§ WORK REQUIRED:
Lines before the one containing "Pin each instance of the clock" are excluded; print that line and every line after it through the end of the material below, exactly.

(Pointing dataset excerpts)

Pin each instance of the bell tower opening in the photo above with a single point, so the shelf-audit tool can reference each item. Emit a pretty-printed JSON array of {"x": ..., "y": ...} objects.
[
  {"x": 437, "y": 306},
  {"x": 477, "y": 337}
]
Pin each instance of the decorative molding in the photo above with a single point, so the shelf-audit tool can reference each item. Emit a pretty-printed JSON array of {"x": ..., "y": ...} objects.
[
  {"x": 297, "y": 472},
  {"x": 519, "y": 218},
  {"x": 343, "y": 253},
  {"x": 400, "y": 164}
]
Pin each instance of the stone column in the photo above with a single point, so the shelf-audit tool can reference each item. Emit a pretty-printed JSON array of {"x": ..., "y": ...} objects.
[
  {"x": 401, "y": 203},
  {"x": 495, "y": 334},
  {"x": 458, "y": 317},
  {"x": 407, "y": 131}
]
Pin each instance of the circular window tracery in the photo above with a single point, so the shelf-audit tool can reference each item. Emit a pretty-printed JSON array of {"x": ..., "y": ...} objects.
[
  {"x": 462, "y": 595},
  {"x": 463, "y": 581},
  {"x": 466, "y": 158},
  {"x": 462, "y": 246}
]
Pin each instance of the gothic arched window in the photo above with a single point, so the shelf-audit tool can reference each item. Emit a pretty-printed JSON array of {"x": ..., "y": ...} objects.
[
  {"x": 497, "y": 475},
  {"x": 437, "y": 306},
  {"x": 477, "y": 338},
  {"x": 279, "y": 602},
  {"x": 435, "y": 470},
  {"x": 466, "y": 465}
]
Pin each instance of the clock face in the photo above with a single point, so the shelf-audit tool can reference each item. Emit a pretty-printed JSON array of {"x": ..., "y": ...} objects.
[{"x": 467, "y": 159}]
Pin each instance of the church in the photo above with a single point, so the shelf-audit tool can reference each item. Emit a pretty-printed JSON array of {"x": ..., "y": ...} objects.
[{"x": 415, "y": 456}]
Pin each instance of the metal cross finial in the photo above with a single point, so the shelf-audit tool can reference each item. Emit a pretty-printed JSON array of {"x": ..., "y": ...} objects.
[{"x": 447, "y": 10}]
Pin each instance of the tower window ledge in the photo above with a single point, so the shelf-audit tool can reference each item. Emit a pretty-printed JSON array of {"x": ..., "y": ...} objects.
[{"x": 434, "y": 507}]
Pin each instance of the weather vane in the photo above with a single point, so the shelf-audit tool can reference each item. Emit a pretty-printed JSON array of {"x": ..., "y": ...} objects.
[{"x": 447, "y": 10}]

§ RESPONSE FOR THIS EXERCISE:
Pin each instance of the clock face in the photo above with a single point, so the shelf-audit tool can reference each item. Emit a pretty-printed JSON array of {"x": ..., "y": ...} objects.
[{"x": 467, "y": 159}]
Pin each instance of the church in the photo above with a single point, so the shelf-audit tool can reference each item. Emit a pretty-printed JSON array of {"x": ..., "y": ...} objects.
[{"x": 415, "y": 456}]
Pin each instance of the metal cross finial in the photo above with a single point, so the shelf-audit tool can reference each item. Emit a pretty-printed JSON array of {"x": ..., "y": ...} objects.
[{"x": 447, "y": 10}]
Pin each instance of the tower window ledge in the photo above with a single point, so the shelf-audit tool can reference each item. Emit a pretty-printed JSON array of {"x": ..., "y": ...} objects.
[{"x": 434, "y": 507}]
Pin each instance of the weather vane in the photo above with a single point, so the shelf-audit tool can reference each item. Emit a pretty-printed JSON array of {"x": ..., "y": ...} objects.
[{"x": 447, "y": 10}]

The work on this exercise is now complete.